Page excerpt:
Love is less about our hearts – our emotions, our affections – which, given our individual inward temperaments, the outward circumstances we encounter, and our reactions to them, always rise and fall, ebb and flow, wax and wane.
If we desire to be in relationship with another and determine to build a relationship with another (aye, also with ourselves) based on how we feel about another (and ourselves), then this is an effort destined for our experience of the frustrations that attend impermanence.
Succinctly put, on good days, our love that emanates from our feelings encourages us to give and, on bad days, to withhold. Thus, whether consciously or unconsciously, we make our loving an act of our perception of another’s (and our own) deserving.
Even more, as a paradox of perpetual impermanence, that is, an ongoing cycle of relational oscillation, on good days, we, intuitively, may come to believe that “the good won’t…can’t last,” and, after enough proofs that this is true, on bad days, we, reflexively, may learn to fear that “the bad might…could last.”
Love is more, love is all about our will, our human capacity to choose to exercise (and I canst not, I darest not try to improve on the Apostle Paul’s description of the qualities, the characteristics of love, that is, what love does and what love doesn’t do) our Holy Spirit-given power to be patient, kind, not envious or boastful or arrogant or rude, never insisting on our own way, never irritable or resentful, never rejoicing in wrongdoing, always rejoicing in the truth, always bearing, believing, hoping, enduring all things.(1)

Required tasks:
A. List the three pairs of opposite verbs that the passage on love uses to describe how our emotions change.
B. Retype the passage on love between "Succinctly put, on" and "our own) deserving.", inclusive.
The material after this point comes from a different source.

Data to examine:
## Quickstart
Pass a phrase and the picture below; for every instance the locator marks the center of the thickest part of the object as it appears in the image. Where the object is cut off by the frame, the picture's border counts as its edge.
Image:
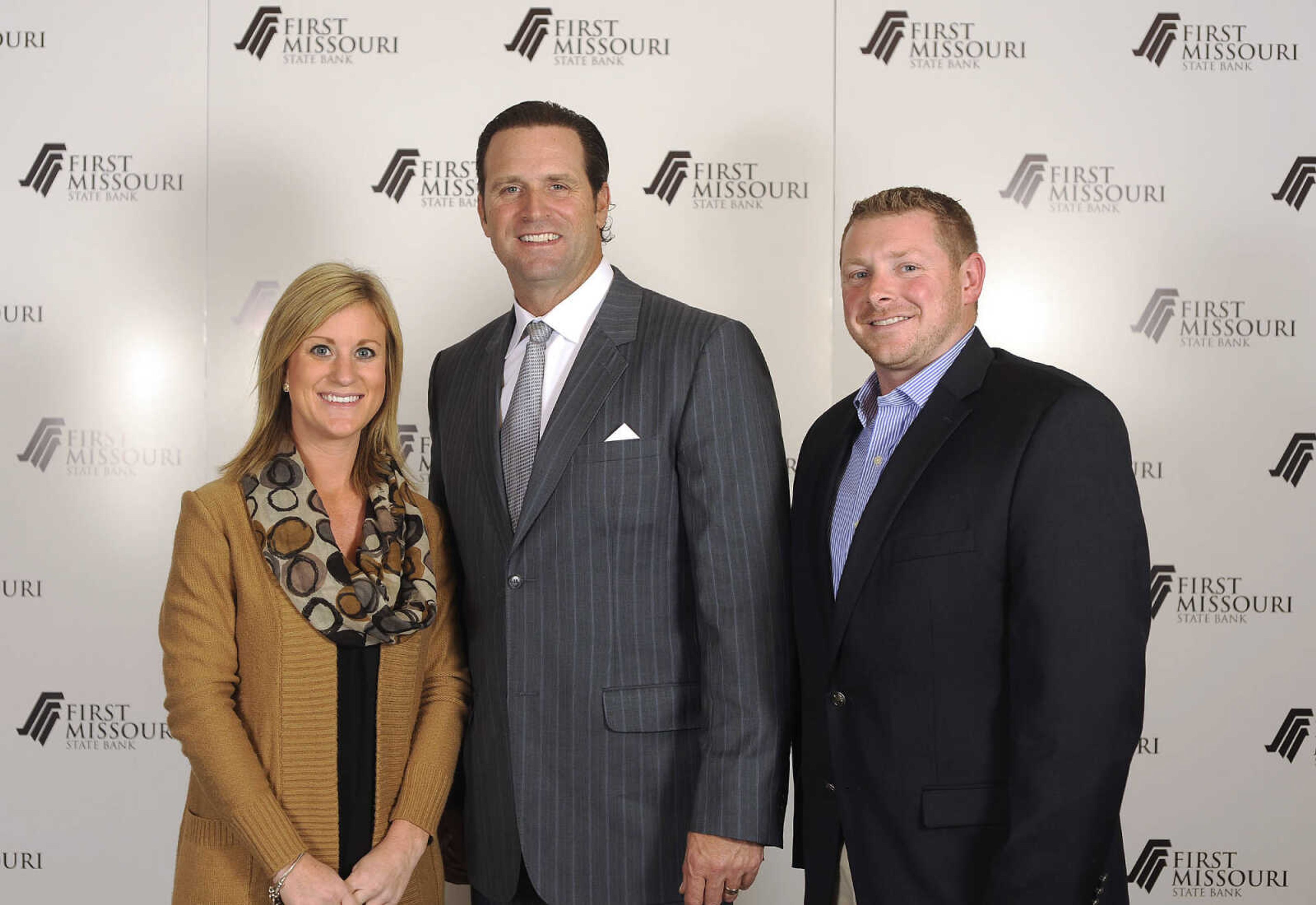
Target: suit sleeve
(1078, 620)
(198, 622)
(439, 496)
(733, 503)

Replies:
A. rise and fall; ebb and flow; wax and wane

B.
Succinctly put, on good days, our love that emanates from our feelings encourages us to give and, on bad days, to withhold. Thus, whether consciously or unconsciously, we make our loving an act of our perception of another’s (and our own) deserving.